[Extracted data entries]
>>>>

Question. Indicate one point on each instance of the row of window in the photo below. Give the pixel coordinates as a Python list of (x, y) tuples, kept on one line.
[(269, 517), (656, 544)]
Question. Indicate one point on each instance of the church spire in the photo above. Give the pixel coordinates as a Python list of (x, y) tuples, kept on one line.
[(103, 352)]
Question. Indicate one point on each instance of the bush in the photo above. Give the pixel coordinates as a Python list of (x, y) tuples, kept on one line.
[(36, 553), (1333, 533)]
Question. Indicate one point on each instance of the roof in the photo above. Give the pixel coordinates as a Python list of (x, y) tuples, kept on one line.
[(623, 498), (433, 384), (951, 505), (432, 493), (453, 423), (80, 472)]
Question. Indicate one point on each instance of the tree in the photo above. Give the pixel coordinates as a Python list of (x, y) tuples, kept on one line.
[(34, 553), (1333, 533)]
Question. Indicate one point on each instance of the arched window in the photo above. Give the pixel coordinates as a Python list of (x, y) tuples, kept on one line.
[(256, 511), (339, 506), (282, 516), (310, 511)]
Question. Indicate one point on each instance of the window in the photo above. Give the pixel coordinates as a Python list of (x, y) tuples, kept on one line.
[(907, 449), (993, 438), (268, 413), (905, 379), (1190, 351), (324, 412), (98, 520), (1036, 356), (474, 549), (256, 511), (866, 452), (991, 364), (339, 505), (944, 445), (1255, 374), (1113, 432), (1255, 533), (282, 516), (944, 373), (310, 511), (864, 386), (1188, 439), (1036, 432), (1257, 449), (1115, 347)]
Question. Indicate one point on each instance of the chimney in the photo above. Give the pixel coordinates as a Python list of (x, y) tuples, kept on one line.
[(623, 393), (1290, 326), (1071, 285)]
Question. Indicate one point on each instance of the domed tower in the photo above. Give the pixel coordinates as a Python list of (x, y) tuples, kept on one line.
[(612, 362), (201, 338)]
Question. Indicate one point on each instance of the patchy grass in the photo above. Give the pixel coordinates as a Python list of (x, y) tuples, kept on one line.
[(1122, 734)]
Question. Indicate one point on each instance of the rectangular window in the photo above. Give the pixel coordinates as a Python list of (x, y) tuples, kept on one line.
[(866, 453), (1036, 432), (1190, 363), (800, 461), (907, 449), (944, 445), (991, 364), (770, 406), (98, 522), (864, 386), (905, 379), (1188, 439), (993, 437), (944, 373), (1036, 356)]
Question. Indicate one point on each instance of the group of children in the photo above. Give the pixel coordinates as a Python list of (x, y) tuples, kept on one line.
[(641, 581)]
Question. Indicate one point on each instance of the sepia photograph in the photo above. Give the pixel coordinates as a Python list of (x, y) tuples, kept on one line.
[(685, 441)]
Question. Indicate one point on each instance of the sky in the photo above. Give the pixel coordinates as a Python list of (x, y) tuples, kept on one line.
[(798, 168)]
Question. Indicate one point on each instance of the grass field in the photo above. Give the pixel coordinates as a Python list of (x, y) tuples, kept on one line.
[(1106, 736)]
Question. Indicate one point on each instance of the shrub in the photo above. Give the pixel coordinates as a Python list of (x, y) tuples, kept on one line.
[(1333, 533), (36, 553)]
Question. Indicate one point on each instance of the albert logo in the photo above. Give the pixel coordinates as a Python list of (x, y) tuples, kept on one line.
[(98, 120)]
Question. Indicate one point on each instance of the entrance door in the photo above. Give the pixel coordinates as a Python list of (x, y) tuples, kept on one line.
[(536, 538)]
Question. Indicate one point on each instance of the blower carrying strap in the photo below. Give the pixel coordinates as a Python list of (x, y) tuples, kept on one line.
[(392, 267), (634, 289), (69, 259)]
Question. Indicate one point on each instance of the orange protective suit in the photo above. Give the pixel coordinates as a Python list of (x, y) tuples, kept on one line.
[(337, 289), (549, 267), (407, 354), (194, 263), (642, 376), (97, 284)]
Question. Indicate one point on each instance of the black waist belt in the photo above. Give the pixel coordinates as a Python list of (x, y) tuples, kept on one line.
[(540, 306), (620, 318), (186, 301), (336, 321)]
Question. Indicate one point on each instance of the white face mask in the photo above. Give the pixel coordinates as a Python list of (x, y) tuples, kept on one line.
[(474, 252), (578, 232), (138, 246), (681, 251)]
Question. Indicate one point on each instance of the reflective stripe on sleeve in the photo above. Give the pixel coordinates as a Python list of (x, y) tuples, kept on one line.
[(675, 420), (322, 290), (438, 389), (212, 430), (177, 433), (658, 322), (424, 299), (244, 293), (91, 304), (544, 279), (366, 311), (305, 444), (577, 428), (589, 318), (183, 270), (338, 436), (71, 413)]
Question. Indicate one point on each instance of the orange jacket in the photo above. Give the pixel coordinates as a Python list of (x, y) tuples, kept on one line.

<<<<

§ WHAT THE TASK ASKS
Convert the rows above into a Markdown table with the columns Number and Line, putting each line in its own numbered row and leaving out blank lines.

§ RESPONSE TO THIS EXERCISE
| Number | Line |
|---|---|
| 1 | Question. Indicate one point on each instance of the row of window in the photo below. Give the pixel coordinates as a Python list of (x, y) tuples, kept on one line. |
| 2 | [(269, 517), (656, 544)] |
| 3 | Question. Indicate one point on each instance of the church spire in the photo above. Give the pixel coordinates as a Python list of (x, y) tuples, kept on one line. |
| 4 | [(103, 352)] |
| 5 | Question. Indicate one point on each instance of the bush in the photo above. Give the pixel coordinates as a Python list of (x, y) tuples, kept on one line. |
| 6 | [(36, 553), (1333, 533)] |
| 7 | Question. Indicate one point on each instance of the roof in the photo above. Give the pixel coordinates as a Python list of (x, y) tuples, kept on one line. |
| 8 | [(623, 498), (433, 384), (951, 505), (432, 493), (453, 423), (80, 472)] |
| 9 | Question. Indicate one point on each instance of the tree in the photo above. Give the pixel coordinates as a Python list of (x, y) tuples, kept on one line. |
| 10 | [(34, 553), (1333, 533)] |
| 11 | Question. Indicate one point on each instance of the arched window in the photo above. Give the pixel coordinates as a Python list of (x, y) tuples, kept on one line. |
| 12 | [(256, 511), (339, 506), (282, 516), (310, 511)] |
| 13 | Question. Indicate one point on each instance of the window in the photo above. Give the pixel coordinates as a Python list of (x, y) tuples, kept on one line. |
| 14 | [(907, 449), (993, 438), (268, 413), (905, 379), (1190, 351), (324, 412), (98, 520), (1036, 356), (474, 549), (256, 511), (866, 452), (991, 364), (339, 505), (944, 445), (1255, 374), (1113, 432), (1255, 533), (282, 516), (944, 373), (310, 511), (864, 386), (1188, 439), (1036, 432), (1257, 449), (1115, 347)] |
| 15 | Question. Indicate one point on each instance of the chimney in the photo above. Give the pixel coordinates as a Python list of (x, y) tuples, kept on one line. |
| 16 | [(623, 393), (1290, 326), (1071, 285)] |
| 17 | Question. Indicate one point on each instance of the domed tower in the photo above. Give the pixel coordinates as a Python list of (x, y) tuples, kept on one line. |
| 18 | [(612, 362), (201, 338)] |
| 19 | Question. Indicate one point on each instance of the patchy grass in the photo above. Give the pixel coordinates as a Python list of (x, y) tuples, kept on one line. |
| 20 | [(1122, 734)] |
| 21 | Question. Indicate one point on each instance of the rectangular window in the photo above. Give the pixel coordinates as a Python list of (x, y) tuples, kept on one line. |
| 22 | [(866, 453), (1036, 432), (1190, 363), (800, 461), (907, 449), (944, 445), (991, 364), (770, 406), (98, 522), (864, 386), (905, 379), (1188, 439), (993, 437), (944, 373), (1036, 356)] |
| 23 | Question. Indicate one point on each instance of the group of children in the photo above. Give the pixel coordinates as a Python list of (x, y) tuples, kept on one line. |
| 24 | [(641, 581)] |
| 25 | Question. Indicate one point on each instance of the sepia photograph in the photo above. Give the pixel coordinates as a Python list of (x, y) tuples, kept on one line. |
| 26 | [(685, 441)] |
| 27 | Question. Indicate one point on each instance of the sky in the photo above. Give the pixel coordinates as a Python list of (x, y) tuples, kept on one line. |
| 28 | [(798, 168)] |
| 29 | Question. Indicate one point on each instance of the grass field in the photo above. Give the pixel coordinates as a Python list of (x, y) tuples, kept on one line. |
| 30 | [(1106, 736)] |
| 31 | Question. Indicate one point on each instance of the shrub in the photo above. Give the pixel coordinates as a Python list of (x, y) tuples, kept on one line. |
| 32 | [(1333, 533), (36, 553)] |
| 33 | Question. Indicate one point on each instance of the albert logo in the photo above. Give the pixel coordinates as a Python list of (x, y) tuples, kept on one line. |
| 34 | [(98, 120)] |
| 35 | Question. Indicate one point on each instance of the entrance door in the photo above. Give the pixel coordinates as a Python list of (x, y) tuples, kept on one line. |
| 36 | [(536, 538)] |
| 37 | Question. Indicate one point on each instance of the blower carrying strap in the photo below. Give the pixel coordinates as a Python list of (x, y) tuples, kept on one line. |
| 38 | [(392, 267), (634, 289), (69, 259)] |
| 39 | Question. Indicate one point on each instance of the orange protective suit in the photo above. Give the pixel coordinates as a Python list of (x, y) tuples, kept on one line. |
| 40 | [(337, 289), (549, 267), (407, 354), (194, 263), (642, 376), (97, 284)] |
| 41 | Question. Indicate one point on each instance of the black waist belt in the photo above. Give the pixel coordinates as a Python list of (x, y) tuples, kept on one line. |
| 42 | [(540, 306), (620, 318), (186, 301), (336, 321)] |
| 43 | Question. Indicate one point on each instance of the white face mask in the photo above. Give the pixel coordinates as a Python list of (x, y) tuples, kept on one line. |
| 44 | [(474, 252), (578, 232), (138, 246), (681, 251)] |
| 45 | Question. Indicate one point on each instance of the reflective stripe on sleeve in the photo above. Give the pixel coordinates as a Python list of (x, y) tuples, kept on one line. |
| 46 | [(675, 420), (322, 290), (438, 389), (212, 430), (177, 433), (658, 322), (424, 299), (244, 293), (91, 304), (544, 279), (366, 311), (305, 444), (577, 428), (589, 318), (183, 270), (338, 436), (71, 413)] |
| 47 | Question. Indicate one point on each instance of the orange jacket in the photo above. Give the pixel coordinates as a Python list of (x, y) tuples, kept on one line. |